Your task:
Can you swap "a marker on each" for "a mark on each one" throughout all the entries below, keeping everything else the same and leaving the pictures out?

Records for this exercise:
↓↓↓

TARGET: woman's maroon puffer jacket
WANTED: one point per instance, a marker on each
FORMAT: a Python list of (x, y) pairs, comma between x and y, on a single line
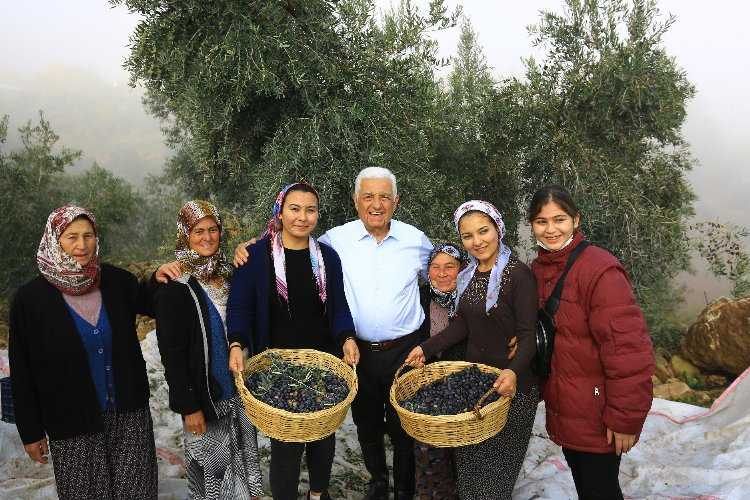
[(603, 358)]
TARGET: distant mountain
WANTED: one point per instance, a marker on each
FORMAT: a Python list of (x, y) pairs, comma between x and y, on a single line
[(105, 120)]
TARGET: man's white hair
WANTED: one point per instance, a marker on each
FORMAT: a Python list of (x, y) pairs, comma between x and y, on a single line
[(374, 173)]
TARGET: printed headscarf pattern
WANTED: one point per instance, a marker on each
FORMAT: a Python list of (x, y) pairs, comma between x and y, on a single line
[(59, 268), (464, 277), (447, 300), (203, 268), (273, 231)]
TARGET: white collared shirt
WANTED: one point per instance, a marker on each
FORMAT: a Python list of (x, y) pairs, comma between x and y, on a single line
[(381, 279)]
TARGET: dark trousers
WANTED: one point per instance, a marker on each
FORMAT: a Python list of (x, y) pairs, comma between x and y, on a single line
[(374, 416), (285, 463), (596, 475)]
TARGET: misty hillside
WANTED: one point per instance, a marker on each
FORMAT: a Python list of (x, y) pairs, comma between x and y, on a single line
[(105, 120)]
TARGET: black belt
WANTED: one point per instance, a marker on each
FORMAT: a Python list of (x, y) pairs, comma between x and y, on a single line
[(385, 344)]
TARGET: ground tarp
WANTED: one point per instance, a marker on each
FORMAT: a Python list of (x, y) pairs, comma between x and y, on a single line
[(685, 452)]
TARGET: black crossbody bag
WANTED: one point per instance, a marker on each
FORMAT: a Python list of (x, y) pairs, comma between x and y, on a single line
[(545, 323)]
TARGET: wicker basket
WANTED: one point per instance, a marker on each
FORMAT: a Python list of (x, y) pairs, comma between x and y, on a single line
[(297, 427), (447, 430)]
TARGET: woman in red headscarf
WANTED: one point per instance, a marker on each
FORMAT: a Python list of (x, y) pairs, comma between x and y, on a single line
[(80, 390)]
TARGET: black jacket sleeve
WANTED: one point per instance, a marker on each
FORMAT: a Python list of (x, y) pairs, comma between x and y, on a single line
[(26, 404), (524, 302), (174, 313)]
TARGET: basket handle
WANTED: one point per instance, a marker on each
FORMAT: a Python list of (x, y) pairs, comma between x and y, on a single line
[(398, 373), (478, 406)]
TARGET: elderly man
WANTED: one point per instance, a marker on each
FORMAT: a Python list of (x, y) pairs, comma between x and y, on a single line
[(381, 259)]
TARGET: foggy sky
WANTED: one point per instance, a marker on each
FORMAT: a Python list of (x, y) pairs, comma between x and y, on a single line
[(710, 41)]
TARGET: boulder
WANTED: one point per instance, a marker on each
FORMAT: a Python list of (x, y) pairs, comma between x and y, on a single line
[(143, 325), (683, 368), (672, 390), (714, 381), (720, 338), (663, 369)]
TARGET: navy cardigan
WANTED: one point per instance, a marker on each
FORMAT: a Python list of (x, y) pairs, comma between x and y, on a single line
[(248, 309)]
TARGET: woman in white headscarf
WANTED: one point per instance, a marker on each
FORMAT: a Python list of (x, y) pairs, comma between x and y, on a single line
[(496, 301), (221, 448)]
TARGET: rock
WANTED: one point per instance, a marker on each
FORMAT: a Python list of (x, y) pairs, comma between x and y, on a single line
[(713, 381), (671, 390), (720, 337), (663, 369), (143, 325), (683, 368)]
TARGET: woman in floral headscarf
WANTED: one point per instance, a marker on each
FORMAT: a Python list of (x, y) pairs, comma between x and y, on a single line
[(221, 448), (291, 295), (496, 300), (78, 375)]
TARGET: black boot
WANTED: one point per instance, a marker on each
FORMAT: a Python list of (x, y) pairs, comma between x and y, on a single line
[(403, 473), (373, 455)]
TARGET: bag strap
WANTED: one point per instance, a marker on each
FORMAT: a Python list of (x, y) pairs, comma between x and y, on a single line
[(553, 302)]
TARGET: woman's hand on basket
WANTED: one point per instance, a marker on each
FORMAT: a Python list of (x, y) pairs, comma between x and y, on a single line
[(415, 358), (623, 442), (241, 254), (512, 348), (195, 423), (168, 271), (236, 358), (351, 352), (505, 385), (38, 451)]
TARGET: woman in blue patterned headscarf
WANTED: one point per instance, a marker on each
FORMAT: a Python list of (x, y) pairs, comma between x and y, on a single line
[(496, 300)]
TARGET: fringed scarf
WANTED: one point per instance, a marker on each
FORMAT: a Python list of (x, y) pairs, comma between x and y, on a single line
[(273, 231), (464, 277), (205, 269), (446, 300), (59, 268)]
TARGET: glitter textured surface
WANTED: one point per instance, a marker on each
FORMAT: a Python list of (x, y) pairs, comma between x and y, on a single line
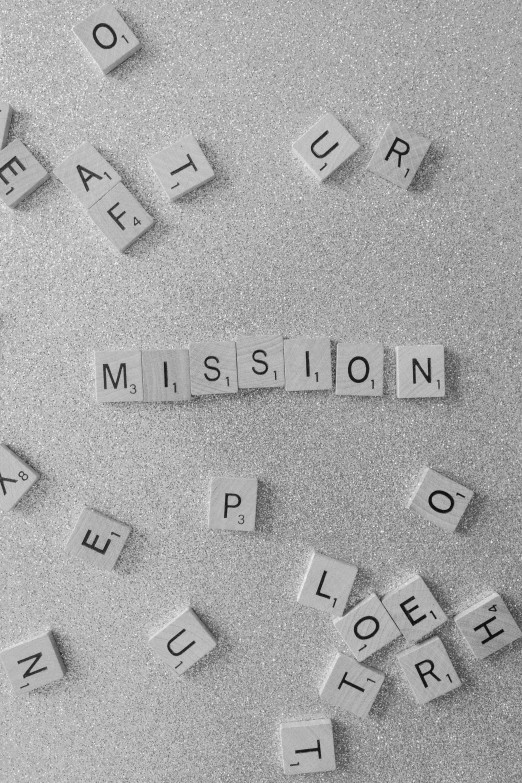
[(262, 248)]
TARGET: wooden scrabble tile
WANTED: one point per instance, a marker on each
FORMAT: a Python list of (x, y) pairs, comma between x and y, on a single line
[(32, 664), (308, 364), (183, 641), (325, 146), (6, 113), (367, 628), (420, 371), (260, 362), (118, 376), (232, 504), (399, 155), (16, 478), (307, 746), (350, 686), (440, 500), (429, 670), (20, 173), (181, 168), (107, 38), (213, 368), (327, 584), (414, 609), (166, 375), (87, 175), (360, 369), (97, 539), (488, 626), (121, 218)]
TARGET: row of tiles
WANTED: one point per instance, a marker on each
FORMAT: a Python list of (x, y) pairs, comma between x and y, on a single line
[(262, 362)]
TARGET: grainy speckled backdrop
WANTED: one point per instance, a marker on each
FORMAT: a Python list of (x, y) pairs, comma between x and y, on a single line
[(262, 248)]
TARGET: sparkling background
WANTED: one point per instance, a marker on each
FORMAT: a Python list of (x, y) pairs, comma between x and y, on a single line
[(263, 248)]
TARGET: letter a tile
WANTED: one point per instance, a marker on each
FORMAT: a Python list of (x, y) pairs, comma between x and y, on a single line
[(420, 371), (350, 686), (182, 642), (488, 626), (233, 504), (429, 670), (97, 539), (16, 478), (399, 155), (181, 168), (440, 500), (118, 376), (107, 38), (307, 746), (20, 173), (121, 218), (32, 664), (325, 147)]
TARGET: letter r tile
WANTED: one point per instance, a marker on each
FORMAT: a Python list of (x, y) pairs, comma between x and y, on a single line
[(325, 146), (97, 539), (399, 155), (182, 641)]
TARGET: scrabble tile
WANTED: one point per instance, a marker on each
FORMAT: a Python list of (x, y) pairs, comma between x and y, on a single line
[(360, 368), (325, 146), (260, 362), (97, 539), (399, 155), (367, 628), (107, 38), (350, 686), (166, 375), (32, 664), (414, 609), (429, 670), (308, 364), (118, 376), (182, 642), (488, 626), (16, 478), (327, 584), (307, 746), (6, 113), (87, 175), (121, 218), (440, 500), (20, 173), (232, 504), (181, 168), (420, 371), (213, 368)]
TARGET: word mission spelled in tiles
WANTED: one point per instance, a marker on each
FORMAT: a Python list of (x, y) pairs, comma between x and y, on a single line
[(307, 746), (97, 539), (181, 168), (232, 504), (107, 38), (367, 628), (325, 147), (414, 609), (399, 155), (182, 642), (488, 626), (440, 500), (327, 584), (350, 686), (32, 664), (429, 670), (16, 478), (20, 173)]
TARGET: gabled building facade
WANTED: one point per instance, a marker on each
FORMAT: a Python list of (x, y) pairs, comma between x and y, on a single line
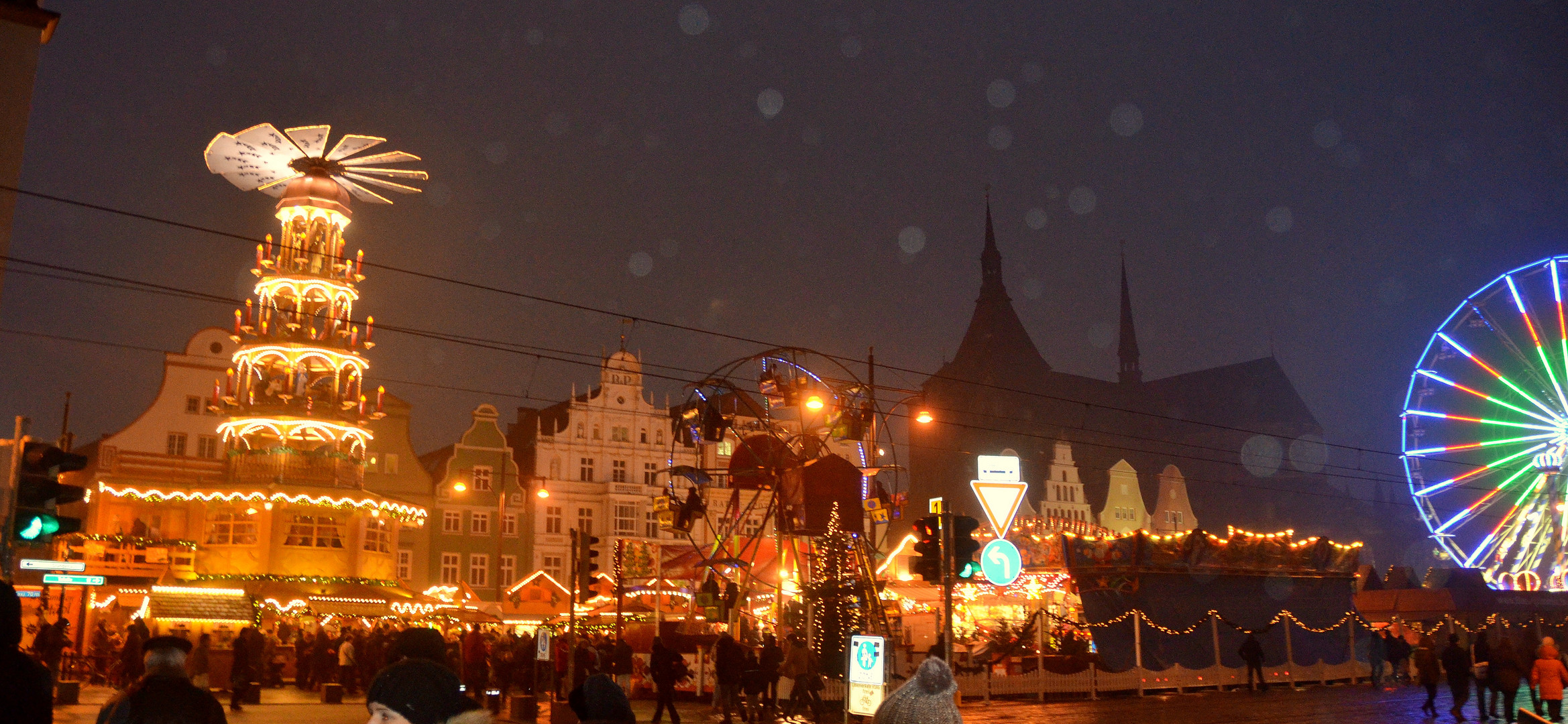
[(480, 528)]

↑↑↑

Solution:
TARGET: woman's maroon puffer jacket
WANTED: one point per instance, a mark on each one
FORMAT: a Python list of (x, y) pairs, comma between x and y, on a single line
[(603, 358)]
TARGET: distant mountain
WANTED: one point per instance, a mark on each one
FORMAT: a Python list of (x, y) pairs, comma between x and y, on a single line
[(105, 120)]
TARGET: man's white hair
WANTED: one point per instance, a mark on each one
FORMAT: a Python list of (x, y) pairs, comma between x and y, on a single line
[(374, 173)]
TARGET: printed headscarf pattern
WANTED: one point per instance, a mark on each one
FORMAT: a Python list of (x, y) pairs, comma between x and y, on a single line
[(59, 268), (464, 277), (447, 300), (203, 268), (273, 231)]
TARGET: white collared shirt
WANTED: one point per instance, a mark on each one
FORMAT: a Python list of (x, y) pairs, comma between x and y, on a single line
[(381, 279)]
TARGET: dark trousers
WANTED: one point per instance, a mark on each one
FORMAT: a Python list of (x, y) pairs, comma between x and y, on a single line
[(374, 416), (285, 463), (596, 475)]
TARGET: misty hillside
WANTED: one point per instance, a mark on each one
FORMAT: a Python list of (x, y) pairs, comma between x and y, on a single line
[(105, 120)]
TARGET: black belt
WANTED: one point per instance, a mark on each one
FORMAT: a Python list of (x, y) pairs, comma between x and y, on a single line
[(385, 344)]
TARGET: ground tarp
WANTED: one point per instance, a mark on each one
FORMAT: a Python list of (x, y) pairs, comma between x and y, on a single line
[(685, 452)]
TARGET: black crossbody bag
WANTED: one point per instance, a mark on each one
FORMAT: a Python list of (x, y) pairs, comma between x and y, on a single line
[(545, 323)]
TARGET: wicker basket
WANTED: one point per instance, a mark on each one
FORMAT: a Python list of (x, y) pairs, comma between x and y, on a single line
[(297, 427), (447, 430)]
TARGET: woman in red headscarf
WANTED: one point per instance, a mark on each one
FORMAT: a Python list of (x, y) pairs, comma between x and y, on a single line
[(80, 390)]
TARGET: black jacket sleeve
WANTED: one point per instance, a mark on each one
FORMAT: a Python list of (x, y) pairs, comma between x and y, on a single line
[(26, 404), (524, 302), (174, 313)]
TARGET: basket handle
WANTED: one point per instance, a mark on each one
FORMAT: a Python list of (x, y) pairs, comma between x and y, on a single line
[(398, 373), (478, 406)]
TARGET: elderly man
WANTED: one point per instance, a mark on each one
FORMAT: a Python list of (x, y) pairs, comma between x and y, on a single line
[(381, 259)]
TARGET: foggy sky
WANTED: one point per instance, a mark on each one
FORMAT: a Python list of (x, y) pairs, comma between x and y, on a single line
[(710, 41)]
TARGET: boulder
WANTED: one point per instance, a mark on each one
FORMAT: a Python list of (x, y) pairs, comma between x and y, on a single line
[(143, 325), (683, 368), (672, 390), (714, 381), (720, 338), (663, 369)]
TARGET: navy cardigan
WANTED: one point per instance, a mark on each one
FORMAT: a Python list of (x, y) pairs, comma between x and y, on a single line
[(248, 309)]
TARGET: woman in white headscarf
WANTED: one point per instance, a mark on each one
FORMAT: a Python list of (x, y) pairs, comma between x and y, on a single line
[(496, 301), (221, 448)]
TARGET: rock
WANTED: one point per instance, a mark on each one
FORMAT: a Python list of (x, y) pairs, comma between x and y, on a single line
[(713, 381), (671, 390), (720, 337), (663, 369), (143, 325), (683, 368)]
TARGET: woman in floral headscarf
WANTED: one point per instance, a mark on each one
FORMAT: a Python list of (x, y) pairs, comma between x and y, on a single line
[(221, 448), (291, 295), (496, 300), (78, 375)]
TARGET: black boot
WANTED: one point per instance, a mark on each one
FORMAT: a Python list of (x, y) pairs, comma between x and y, on a single line
[(403, 473), (373, 455)]
TARGET: bag strap
WANTED: one point per instance, a mark on each one
FORMAT: a Python list of (x, y) pairs, comma between x and y, on a single line
[(553, 302)]
TARGET: woman's hand on basket
WANTED: one point per instance, a mark on each one
FORMAT: a Python list of (x, y) pairs, comma between x and y, on a single line
[(415, 358), (623, 442), (241, 254), (512, 348), (195, 423), (168, 271), (236, 358), (351, 352), (505, 385), (38, 451)]
TARGET: woman in blue patterned headscarf
WANTED: one point per instance, a mark on each one
FORMAT: a Python list of (x, y) pairs, comma between x and y, on a single line
[(496, 300)]
TARGET: fringed scarf
WANTED: one point per instance, a mark on each one
FORMAT: a Python list of (x, y) pairs, comma between x and y, on a single line
[(273, 231), (464, 277), (205, 269), (446, 300), (59, 268)]
TARGET: glitter textured surface
WANTED: one point per instance, a mark on each one
FORMAT: a Python list of (x, y) pairs, comma between x and y, on a single line
[(262, 248)]
TARGET: wooden scrabble tile
WANTED: one point per instance, a mark on each one
FORMAT: a Python list of (x, y) pairs, comma between x and y, on a single line
[(32, 664), (308, 364), (183, 641), (325, 146), (6, 113), (367, 628), (420, 371), (260, 362), (118, 376), (232, 504), (399, 155), (16, 478), (307, 746), (350, 686), (440, 500), (429, 670), (20, 173), (181, 168), (107, 38), (213, 368), (327, 584), (414, 609), (166, 375), (87, 175), (360, 369), (97, 539), (488, 626), (121, 218)]
TARGET: row of tiles
WANTED: one point per instance, a mark on each one
FORMAT: a Python list of (x, y) pairs, comma between x and y, on a single line
[(262, 362)]
TARGET: grainy speckled backdrop
WANTED: one point per instance, a mark on each one
FORMAT: a Python list of (x, y) pairs, comma between x and y, on a single line
[(262, 248)]
TARGET: sparkling background
WANTED: one point per instance, a mark on each one
FORMAT: a Python list of (x, y) pairs, comma between x and y, on a single line
[(263, 248)]
TARGET: letter a tile
WANTED: one point per instance, a mark on each one
FORMAT: a Python list of (x, y) pairs, comma between x and y, on a single line
[(420, 371), (350, 686), (182, 642), (488, 626), (233, 504), (429, 670), (97, 539), (16, 478), (399, 155), (181, 168), (440, 500), (118, 376), (107, 38), (307, 746), (20, 173), (121, 218), (32, 664), (325, 147)]
TARGET: letter r tile
WANTED: one point per instance, a mark on each one
FORMAT: a Python list of (x, y) pairs, comma between x and y, on a single line
[(325, 146), (97, 539), (399, 155), (182, 641)]
TARGET: scrabble tile
WANTED: one point per instance, a mark on each one
FORMAT: a Python list of (x, y) pairs, comma between x and y, on a single line
[(360, 368), (325, 146), (260, 362), (97, 539), (399, 155), (367, 628), (107, 38), (350, 686), (166, 375), (32, 664), (414, 609), (429, 670), (308, 364), (118, 376), (182, 642), (488, 626), (16, 478), (327, 584), (307, 746), (6, 113), (87, 175), (121, 218), (440, 500), (20, 173), (232, 504), (181, 168), (420, 371), (213, 368)]
TARGET: word mission spelled in tiles
WANTED: one point per instance, a mark on each one
FORMAT: a Python list of (x, y) pairs, comma between x and y, on a single line
[(307, 746), (97, 539), (181, 168), (232, 504), (107, 38), (367, 628), (325, 147), (414, 609), (399, 155), (182, 642), (488, 626), (440, 500), (327, 584), (350, 686), (32, 664), (429, 670), (16, 478), (20, 173)]
TARGET: gabled building facade
WANTED: one point per instance, a mark on each one
FORMAT: a Python list of (x, y) pairs, comma between x and y, on a single line
[(480, 528)]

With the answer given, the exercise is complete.